### QUOTED TEXT
Dance Listings for Nov. 22-28

November 22nd, 2013

Full reviews of recent dance performances: A searchable guide to these and other performances is at

A. O. Movement Collective (Saturday) A performance/party at Roulette is just the first phase of “ETLE Universe,” described in press materials as “a queer/feminist cyborg-time-travel epic.” Devised by the choreographer Sarah A.O. Rosner, the project will roll out in 10 multidisciplinary stages over the next two years. (A 3D printing venture, creative writing collection and fashion show are in store.) For now, a night of hype-building reverie awaits, promising pop-up performances, “audience abductions” and a keynote address from the ambitious Ms. Rosner. From 8 p.m. to midnight, 509 Atlantic Avenue, near Third Avenue, Boerum Hill, Brooklyn, roulette.org; $ 15 in advance, $ 20 at the door (cash only). (Siobhan Burke)

Ballet Hispanico (Saturday) In recent years, this crowd-pleasing company has packed the Apollo Theater with its one-night fall engagement. The company’s latest program includes premieres by the Mexican-born choreographer Edgar Zendejas (making his Ballet Hispanico debut) and its artistic director, Eduardo Vilaro, both with live music. If you missed Annabelle Lopez Ochoa’s “Sombrer?simo,” a dance for six men first presented at Fall for Dance this year, here is another chance to see it. At 7:30 p.m., Apollo Theater, 253 West 125th Street, Harlem, (800) 745-3000, apollotheater.org; $ 28 to $ 58. (Burke)

The Barnard Project (Friday and Saturday) The Barnard Project continues its efforts to foster collaboration between students and choreographers, while giving students the chance to experience the creation of a piece from its inception through to performance. This year’s lineup looks quite promising: Boyzie Cekwana, Lance Gries, Annie-B Parson and Donna Uchizono. Friday at 7:30 p.m., Saturday at 2 and 7:30 p.m., New York Live Arts, 219 West 19th Street, Chelsea, (212) 924-0077, newyorklivearts.org; $ 20. (Nicole Herrington)

Ronald K. Brown/Evidence (Friday through Sunday) Since 1985, Ronald K. Brown has been fusing traditional African dance with contemporary dance in inventive ways. To celebrate the opening of BRIC House, a multidisciplinary arts space in Brooklyn, Mr. Brown’s company, Evidence, presents a fresh version of “On Earth Together,” which illustrates stories of compassion set to the music of Stevie Wonder. Thirty community members who participated in a residency project with Mr. Brown will join the ensemble. Friday and Saturday at 8 p.m., Sunday at 7:30 p.m., BRIC House, 647 Fulton Street, at Rockwell Place, Fort Greene, Brooklyn, (718) 683-5600, bricartsmedia.org; $ 22, $ 16 for students and 60+. (Brian Schaefer)

### DATA ROWS
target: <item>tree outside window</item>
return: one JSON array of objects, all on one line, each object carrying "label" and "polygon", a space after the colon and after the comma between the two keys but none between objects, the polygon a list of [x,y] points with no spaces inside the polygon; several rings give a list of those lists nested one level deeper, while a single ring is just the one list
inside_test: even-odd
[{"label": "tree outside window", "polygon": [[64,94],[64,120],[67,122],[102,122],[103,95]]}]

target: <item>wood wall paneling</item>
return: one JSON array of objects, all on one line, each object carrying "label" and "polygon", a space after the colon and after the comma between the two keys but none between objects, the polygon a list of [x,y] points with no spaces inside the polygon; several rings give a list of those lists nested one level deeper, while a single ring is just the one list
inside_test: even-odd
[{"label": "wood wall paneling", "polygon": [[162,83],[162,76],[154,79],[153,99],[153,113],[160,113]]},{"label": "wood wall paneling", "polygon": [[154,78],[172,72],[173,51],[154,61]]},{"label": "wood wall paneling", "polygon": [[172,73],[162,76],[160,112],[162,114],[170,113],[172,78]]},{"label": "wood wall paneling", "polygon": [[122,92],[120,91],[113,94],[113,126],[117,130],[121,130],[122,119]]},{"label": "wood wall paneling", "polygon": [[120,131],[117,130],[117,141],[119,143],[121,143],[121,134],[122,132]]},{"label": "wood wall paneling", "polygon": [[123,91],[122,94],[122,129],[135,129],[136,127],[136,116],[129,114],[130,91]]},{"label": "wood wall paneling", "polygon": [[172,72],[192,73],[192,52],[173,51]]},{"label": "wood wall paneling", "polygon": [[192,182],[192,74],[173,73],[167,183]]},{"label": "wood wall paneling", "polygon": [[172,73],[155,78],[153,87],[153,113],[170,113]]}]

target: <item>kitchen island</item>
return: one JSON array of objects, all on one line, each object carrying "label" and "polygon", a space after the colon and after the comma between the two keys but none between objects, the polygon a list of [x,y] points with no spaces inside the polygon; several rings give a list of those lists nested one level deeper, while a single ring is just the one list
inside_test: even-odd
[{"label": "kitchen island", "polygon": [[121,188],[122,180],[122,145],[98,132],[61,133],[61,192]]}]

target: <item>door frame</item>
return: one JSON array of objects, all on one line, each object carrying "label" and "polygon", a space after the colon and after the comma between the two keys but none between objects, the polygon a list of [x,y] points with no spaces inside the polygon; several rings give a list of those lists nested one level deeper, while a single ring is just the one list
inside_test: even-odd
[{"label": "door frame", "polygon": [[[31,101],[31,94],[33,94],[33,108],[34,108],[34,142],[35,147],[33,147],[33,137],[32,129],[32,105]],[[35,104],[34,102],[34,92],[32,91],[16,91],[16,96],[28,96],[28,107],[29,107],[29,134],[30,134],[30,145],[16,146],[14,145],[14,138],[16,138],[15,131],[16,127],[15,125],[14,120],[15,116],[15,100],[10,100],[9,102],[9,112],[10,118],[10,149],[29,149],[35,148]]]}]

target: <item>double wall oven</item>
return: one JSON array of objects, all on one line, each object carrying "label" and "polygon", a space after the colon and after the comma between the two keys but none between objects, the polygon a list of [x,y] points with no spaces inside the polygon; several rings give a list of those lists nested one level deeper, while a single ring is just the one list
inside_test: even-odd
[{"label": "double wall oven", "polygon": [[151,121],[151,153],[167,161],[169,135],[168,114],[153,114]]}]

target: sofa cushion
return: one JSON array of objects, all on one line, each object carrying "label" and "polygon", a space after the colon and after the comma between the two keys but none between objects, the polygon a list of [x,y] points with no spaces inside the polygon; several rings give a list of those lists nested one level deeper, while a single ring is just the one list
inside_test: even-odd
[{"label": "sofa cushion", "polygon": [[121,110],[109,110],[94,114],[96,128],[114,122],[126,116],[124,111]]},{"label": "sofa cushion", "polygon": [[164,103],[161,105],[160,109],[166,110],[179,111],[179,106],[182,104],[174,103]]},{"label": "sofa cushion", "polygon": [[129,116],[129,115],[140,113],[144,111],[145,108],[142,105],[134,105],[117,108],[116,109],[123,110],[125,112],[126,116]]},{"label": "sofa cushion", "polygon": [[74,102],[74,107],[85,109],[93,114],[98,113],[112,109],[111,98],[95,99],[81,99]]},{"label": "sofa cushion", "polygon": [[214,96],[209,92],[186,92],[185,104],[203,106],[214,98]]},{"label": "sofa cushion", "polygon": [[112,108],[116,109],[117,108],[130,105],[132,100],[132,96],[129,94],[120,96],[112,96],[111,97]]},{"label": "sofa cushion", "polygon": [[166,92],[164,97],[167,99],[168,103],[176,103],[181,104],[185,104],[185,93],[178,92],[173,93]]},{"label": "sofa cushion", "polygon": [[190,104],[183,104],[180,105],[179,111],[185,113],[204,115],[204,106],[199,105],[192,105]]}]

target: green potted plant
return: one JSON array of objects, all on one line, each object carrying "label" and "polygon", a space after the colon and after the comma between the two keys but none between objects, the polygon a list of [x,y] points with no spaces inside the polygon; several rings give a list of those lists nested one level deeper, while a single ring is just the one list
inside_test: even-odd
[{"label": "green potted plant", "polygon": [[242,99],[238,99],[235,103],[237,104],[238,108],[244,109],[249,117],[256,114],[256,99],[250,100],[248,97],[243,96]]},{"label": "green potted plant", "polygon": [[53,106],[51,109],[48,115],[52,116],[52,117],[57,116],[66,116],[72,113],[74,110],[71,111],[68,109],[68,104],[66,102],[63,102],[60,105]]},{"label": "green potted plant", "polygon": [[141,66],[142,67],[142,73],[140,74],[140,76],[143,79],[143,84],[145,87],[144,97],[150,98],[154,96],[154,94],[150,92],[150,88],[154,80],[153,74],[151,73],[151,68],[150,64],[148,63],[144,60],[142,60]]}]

### WHAT THIS TASK INVOLVES
Continue the dance listings for Nov. 22-28 from the point where they stop, adding further entries in the same style.

### RESPONSE FOR THIS EXERCISE
? Catch 58 (Saturday) The latest installment of this beloved series coincides with the Brooklyn Commune Global Congress, a three-day event devoted to critiquing — and improving — the performing arts economy. After a day of activities, a night of “performance mayhem and social debauchery,” as Catch accurately bills itself, will surely be in order. The lineup: Gelsey Bell, Erin Courtney, Ken Rus Schmoll, Rick Burkhardt, Eric Dyer, Nellie Tinder, Melinda Ring, Title : Point, Emily Wexler and Ben Williams. At 8 p.m., Invisible Dog Art Center, 51 Bergen Street, Cobble Hill, Brooklyn, catchseries.org; $ 15. (Burke)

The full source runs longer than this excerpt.